## What this task involves
Output the material exactly as it appears, beginning with the line containing "</instance>" and continuing through the end of the material, with both ends included.

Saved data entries

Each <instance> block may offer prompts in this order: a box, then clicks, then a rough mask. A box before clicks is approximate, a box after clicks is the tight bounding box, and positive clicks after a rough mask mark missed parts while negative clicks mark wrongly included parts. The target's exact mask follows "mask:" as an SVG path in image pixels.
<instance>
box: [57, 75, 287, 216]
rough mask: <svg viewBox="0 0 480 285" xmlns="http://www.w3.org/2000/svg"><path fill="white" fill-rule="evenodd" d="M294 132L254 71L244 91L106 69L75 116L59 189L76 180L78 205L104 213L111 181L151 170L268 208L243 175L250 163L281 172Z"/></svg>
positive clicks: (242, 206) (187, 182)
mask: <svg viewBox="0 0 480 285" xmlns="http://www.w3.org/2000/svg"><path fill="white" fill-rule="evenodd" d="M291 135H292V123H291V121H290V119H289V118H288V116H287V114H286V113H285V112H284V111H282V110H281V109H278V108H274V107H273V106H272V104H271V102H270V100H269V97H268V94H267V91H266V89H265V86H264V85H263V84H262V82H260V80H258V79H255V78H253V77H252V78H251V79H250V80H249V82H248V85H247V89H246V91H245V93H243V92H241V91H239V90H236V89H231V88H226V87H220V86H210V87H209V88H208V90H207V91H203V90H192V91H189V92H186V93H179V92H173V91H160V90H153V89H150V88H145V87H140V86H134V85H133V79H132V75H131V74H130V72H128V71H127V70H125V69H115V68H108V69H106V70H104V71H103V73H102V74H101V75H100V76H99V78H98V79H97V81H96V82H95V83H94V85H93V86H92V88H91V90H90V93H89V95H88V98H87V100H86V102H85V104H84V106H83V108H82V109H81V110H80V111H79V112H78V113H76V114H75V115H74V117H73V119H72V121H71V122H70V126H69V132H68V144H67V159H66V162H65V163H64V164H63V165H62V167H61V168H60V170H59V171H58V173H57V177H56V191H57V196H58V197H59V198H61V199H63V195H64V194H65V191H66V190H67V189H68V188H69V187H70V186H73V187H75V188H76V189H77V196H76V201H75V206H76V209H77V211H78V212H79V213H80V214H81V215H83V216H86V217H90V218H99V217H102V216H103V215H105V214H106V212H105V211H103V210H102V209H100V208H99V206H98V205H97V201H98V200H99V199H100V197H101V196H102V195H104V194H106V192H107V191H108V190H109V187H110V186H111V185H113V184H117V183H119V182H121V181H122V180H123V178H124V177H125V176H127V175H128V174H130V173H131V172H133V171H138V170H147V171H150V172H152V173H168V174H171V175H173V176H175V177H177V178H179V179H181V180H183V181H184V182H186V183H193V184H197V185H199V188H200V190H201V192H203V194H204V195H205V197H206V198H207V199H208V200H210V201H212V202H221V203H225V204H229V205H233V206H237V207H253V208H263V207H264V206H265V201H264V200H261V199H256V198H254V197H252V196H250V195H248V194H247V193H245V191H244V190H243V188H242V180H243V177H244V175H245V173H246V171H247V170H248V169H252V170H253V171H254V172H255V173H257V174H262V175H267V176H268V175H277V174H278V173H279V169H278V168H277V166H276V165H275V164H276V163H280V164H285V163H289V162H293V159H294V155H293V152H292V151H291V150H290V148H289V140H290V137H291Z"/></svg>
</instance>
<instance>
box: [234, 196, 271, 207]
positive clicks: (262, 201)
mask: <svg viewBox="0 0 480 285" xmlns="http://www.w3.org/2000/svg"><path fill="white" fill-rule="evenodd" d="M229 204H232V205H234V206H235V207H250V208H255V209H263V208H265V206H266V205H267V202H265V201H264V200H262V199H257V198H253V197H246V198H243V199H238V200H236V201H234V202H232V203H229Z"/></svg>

## Solution to this task
</instance>
<instance>
box: [234, 196, 271, 207]
positive clicks: (262, 201)
mask: <svg viewBox="0 0 480 285" xmlns="http://www.w3.org/2000/svg"><path fill="white" fill-rule="evenodd" d="M229 204H232V205H234V206H235V207H250V208H255V209H263V208H265V206H266V205H267V202H265V201H264V200H262V199H257V198H253V197H246V198H243V199H238V200H236V201H234V202H232V203H229Z"/></svg>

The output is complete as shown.